## PARTS OF THE EXERCISE:
1: Answer these questions from the passage on corneal epithelial healing and m6A modification:
(a) What can delayed healing of the corneal epithelium after injury result in?
(b) Which clinical methods are mainly used at present to promote healing of the corneal epithelium?
(c) Which enzymes are listed as demethylases?
2: Resume the passage on corneal epithelial healing and m6A modification with the sentences that would come next after its final line.

## DOCUMENT SECTION:
☆ ☆ ☆ ☆ ☆ ☆ ☆
The corneal epithelium is the barrier that protects the inner corneal tissue from harmful factors. Delayed healing of the corneal epithelium after injury can result in fibrosis of the corneal stroma and the formation of irreversible corneal scarring, which in turn affects the patient's vision (Wilson, 2020). The ability of corneal epithelial cells to proliferate and migrate, as well as their ability to resist apoptosis induced by harmful factors, are key factors that affect the rate of healing and the maintenance of epithelial integrity (Ljubimov and Saghizadeh, 2015). At present, in order to promote the healing of the corneal epithelium, clinical methods such as medication, wearing corneal contact lenses, and surgical treatment are mainly used (Sharma et al., 2018; Soleimani and Naderan, 2020; Clare et al., 2022). However, there is still a lack of effective treatment for the delayed healing of the corneal epithelium caused by chemical damage. Therefore, more effective methods to promote corneal epithelial healing need to be investigated in order to reduce complications after corneal injury.

m6A modification is a dynamic and reversible process regulated by methyltransferases (Writers), demethylases (Erasers), and methylation recognition enzymes (Readers) (Zaccara et al., 2019). Methyltransferases, including METTL3, METTL14, WTAP, and KIAA1429, mainly catalyze m6A modification of adenosine monophosphate on mRNA (Oerum et al., 2021). Demethylases include FTO and ALKBH5, which function to demethylate bases that have undergone m6A modification (Zaccara et al., 2019). The main function of recognition enzymes is to recognize bases that undergo m6A modification, thereby activating downstream regulatory pathways such as RNA degradation and miRNA processing (Shi et al., 2019). Numerous studies have shown that m6A modification is involved in the proliferation, migration, and apoptosis of tumor cells, vascular endothelial cells, and chondrocytes (Yin et al., 2021; Li et al., 2024; Rong et al., 2023; Zhou et al., 2022). However, there has been no research on whether m6A modification is involved in the proliferation, migration, and apoptosis of corneal epithelial cells.
☆ ☆ ☆ ☆ ☆ ☆ ☆
## MATERIAL SUPPLIED:
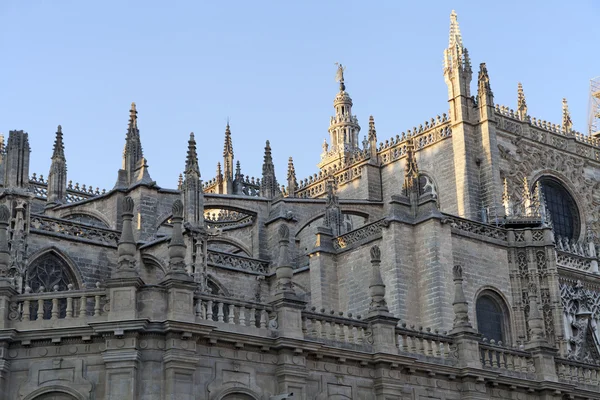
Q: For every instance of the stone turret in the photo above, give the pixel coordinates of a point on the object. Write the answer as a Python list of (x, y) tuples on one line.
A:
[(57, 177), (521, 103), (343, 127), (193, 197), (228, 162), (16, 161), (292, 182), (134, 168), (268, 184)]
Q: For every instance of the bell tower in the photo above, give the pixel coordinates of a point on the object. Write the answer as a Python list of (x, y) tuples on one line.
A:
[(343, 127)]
☆ ☆ ☆ ☆ ☆ ☆ ☆
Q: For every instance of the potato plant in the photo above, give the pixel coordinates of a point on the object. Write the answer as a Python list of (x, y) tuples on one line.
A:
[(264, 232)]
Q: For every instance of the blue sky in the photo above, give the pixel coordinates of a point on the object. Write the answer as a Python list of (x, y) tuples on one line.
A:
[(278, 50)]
☆ ☆ ☆ ☆ ☆ ☆ ☆
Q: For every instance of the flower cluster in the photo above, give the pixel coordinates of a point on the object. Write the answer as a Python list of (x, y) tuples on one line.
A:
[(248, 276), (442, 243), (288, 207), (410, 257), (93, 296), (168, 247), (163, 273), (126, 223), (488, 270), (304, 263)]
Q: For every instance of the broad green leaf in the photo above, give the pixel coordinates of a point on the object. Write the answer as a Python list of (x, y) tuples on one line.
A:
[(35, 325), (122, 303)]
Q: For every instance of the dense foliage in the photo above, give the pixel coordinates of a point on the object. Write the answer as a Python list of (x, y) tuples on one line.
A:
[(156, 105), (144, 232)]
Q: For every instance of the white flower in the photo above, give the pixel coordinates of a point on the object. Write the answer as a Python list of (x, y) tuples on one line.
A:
☆ ☆ ☆ ☆ ☆ ☆ ☆
## ANSWERS PER TASK:
1:
(a) Fibrosis of the corneal stroma and the formation of irreversible corneal scarring.
(b) Medication, wearing corneal contact lenses, and surgical treatment.
(c) FTO and ALKBH5.

2:
HSP70 is an important family of heat shock proteins (HSPs), which are abundant throughout the epithelial layer in the limbal, peripheral cornea, and central corneal region, mainly in the cytoplasm of the basal cells of the corneal epithelium and the nuclei of the pterygoid cells (Peterson et al., 2016). Ma et al. found that deltanp63α (human corneal limbal epithelial stem cell marker)-associated overexpression of HSPA1A may promote human corneal limbal epithelial progenitor cells to survive in amniotic membranes through the cytoprotective and anti-apoptotic effects of HSP70 (Ma et al., 2012). A study also found that Hsp70 may play a supportive role in promoting corneal wound healing by effectively inducing cell migration (Ko et al., 2008). During the healing process of corneal wounds, Hsp70 is present in corneal epithelial cells and regulates cellular behaviors such as epithelial cell growth, adhesion, and regeneration, thereby facilitating the repair process following corneal epithelial injury (Mushtaq et al., 2011). In addition, previous studies have demonstrated that m6A is involved in the regulation of HSP70 expression (Chen et al., 2023; Zhou et al., 2015; Ao et al., 2024). The increase in m6A levels in Hsp70 mRNA following heat shock regulates its cap-independent translation (Meyer et al., 2015). The differential expression of m6A-regulated heat shock proteins may depend on the abundance of m6A sites and target genes (Yu et al., 2018). However, there is still limited research on whether m6A in the cornea plays a role in regulating the expression of HSP70.

Therefore, this study investigated the effects of m6A and its regulatory factors on human corneal epithelial cells under both normal and pathological conditions by observing the changes in m6A during corneal epithelial repair. The aim of this study is to elucidate the role of m6A modification in the healing process of the corneal epithelium and to provide a new perspective for the treatment of delayed corneal epithelial healing.